[[ DOCUMENT TEXT, beginning ]]

Birthdays and Homecomings at ISMB-ECCB in Dublin

While for much of its history since the great famine of the eighteenth century Ireland has been synonymous with mass emigration, the 23rd ISMB (Intelligent Systems for Molecular Biology) meeting sailing into the regenerated “Silicon Docks” of Dublin last week was a homecoming of sorts for the annual gathering of the global Bioinformatics community. Having Michael Levitt as the opening keynote, felt like a victory parade for the field’s first nobel laureate (alongside his co-recipients Martin Karplus and Arieh Warshel), and vindication that computational biology and bioinformatics had come of age. Michael was embarrassed to admit that this was his first time at the meeting, but the community embraced their champion to their collective bosoms, and upon receiving his fellowship of the ISCB (International Society of Computational Biology) sounded a convert to the meeting and societies work.

[[ DOCUMENT TEXT, end ]]
[[ DATA UNDER STUDY, beginning ]]

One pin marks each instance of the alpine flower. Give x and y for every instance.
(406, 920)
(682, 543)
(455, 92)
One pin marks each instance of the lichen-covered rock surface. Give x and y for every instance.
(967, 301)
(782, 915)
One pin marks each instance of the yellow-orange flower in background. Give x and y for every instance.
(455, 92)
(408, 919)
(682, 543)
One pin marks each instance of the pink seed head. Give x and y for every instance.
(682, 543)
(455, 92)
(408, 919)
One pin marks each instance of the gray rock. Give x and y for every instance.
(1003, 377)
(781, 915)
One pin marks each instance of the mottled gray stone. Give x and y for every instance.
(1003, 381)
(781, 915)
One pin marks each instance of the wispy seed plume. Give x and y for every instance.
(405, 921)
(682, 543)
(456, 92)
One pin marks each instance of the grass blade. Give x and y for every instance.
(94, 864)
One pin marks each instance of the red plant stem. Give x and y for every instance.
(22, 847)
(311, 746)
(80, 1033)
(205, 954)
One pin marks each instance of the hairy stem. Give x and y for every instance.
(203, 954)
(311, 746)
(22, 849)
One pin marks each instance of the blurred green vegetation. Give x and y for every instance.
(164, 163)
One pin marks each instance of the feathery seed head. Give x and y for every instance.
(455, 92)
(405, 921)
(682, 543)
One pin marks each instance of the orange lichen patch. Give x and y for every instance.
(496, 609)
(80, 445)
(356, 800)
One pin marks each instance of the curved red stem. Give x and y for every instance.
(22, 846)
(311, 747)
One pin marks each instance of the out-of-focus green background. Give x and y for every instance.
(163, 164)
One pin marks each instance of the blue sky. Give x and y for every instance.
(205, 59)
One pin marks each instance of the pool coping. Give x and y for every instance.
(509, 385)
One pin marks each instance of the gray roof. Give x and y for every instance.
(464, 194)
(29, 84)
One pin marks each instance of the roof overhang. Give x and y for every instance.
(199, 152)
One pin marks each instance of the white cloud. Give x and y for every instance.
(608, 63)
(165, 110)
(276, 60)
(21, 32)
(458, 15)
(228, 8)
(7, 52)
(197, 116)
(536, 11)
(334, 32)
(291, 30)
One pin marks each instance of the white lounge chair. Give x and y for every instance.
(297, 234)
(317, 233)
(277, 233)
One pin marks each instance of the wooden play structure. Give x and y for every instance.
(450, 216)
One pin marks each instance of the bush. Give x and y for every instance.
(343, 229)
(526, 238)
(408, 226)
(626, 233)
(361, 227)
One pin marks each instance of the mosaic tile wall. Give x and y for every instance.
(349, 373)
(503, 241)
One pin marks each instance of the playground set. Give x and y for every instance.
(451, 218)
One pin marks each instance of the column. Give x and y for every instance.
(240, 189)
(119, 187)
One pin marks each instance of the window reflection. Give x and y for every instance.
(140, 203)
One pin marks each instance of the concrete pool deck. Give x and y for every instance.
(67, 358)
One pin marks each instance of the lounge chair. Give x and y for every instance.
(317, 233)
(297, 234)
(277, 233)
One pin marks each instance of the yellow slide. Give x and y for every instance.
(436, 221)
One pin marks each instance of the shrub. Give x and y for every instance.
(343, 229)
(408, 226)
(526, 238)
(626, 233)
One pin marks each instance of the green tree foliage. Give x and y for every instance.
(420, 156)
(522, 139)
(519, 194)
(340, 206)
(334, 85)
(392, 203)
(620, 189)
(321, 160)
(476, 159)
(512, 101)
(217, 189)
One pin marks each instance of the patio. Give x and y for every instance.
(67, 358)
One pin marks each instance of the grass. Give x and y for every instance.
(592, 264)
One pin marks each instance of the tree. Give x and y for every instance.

[[ DATA UNDER STUDY, end ]]

● EXERCISE INSTRUCTIONS:
[1] Translate this sentence from the Dublin conference article into Spanish: "Having Michael Levitt as the opening keynote, felt like a victory parade for the field’s first nobel laureate (alongside his co-recipients Martin Karplus and Arieh Warshel), and vindication that computational biology and bioinformatics had come of age."
[2] Output the part of the Dublin conference article from "While for much" up to and including "and societies work.", unchanged.
The records are separate material and have nothing to do with the Dublin conference article.

● SOLUTIONS FOR EACH TASK:
[1] Tener a Michael Levitt como orador principal de apertura se sintió como un desfile de la victoria para el primer premio Nobel del campo (junto con sus correceptores Martin Karplus y Arieh Warshel), y como una reivindicación de que la biología computacional y la bioinformática habían alcanzado la madurez.

[2]
While for much of its history since the great famine of the eighteenth century Ireland has been synonymous with mass emigration, the 23rd ISMB (Intelligent Systems for Molecular Biology) meeting sailing into the regenerated “Silicon Docks” of Dublin last week was a homecoming of sorts for the annual gathering of the global Bioinformatics community. Having Michael Levitt as the opening keynote, felt like a victory parade for the field’s first nobel laureate (alongside his co-recipients Martin Karplus and Arieh Warshel), and vindication that computational biology and bioinformatics had come of age. Michael was embarrassed to admit that this was his first time at the meeting, but the community embraced their champion to their collective bosoms, and upon receiving his fellowship of the ISCB (International Society of Computational Biology) sounded a convert to the meeting and societies work.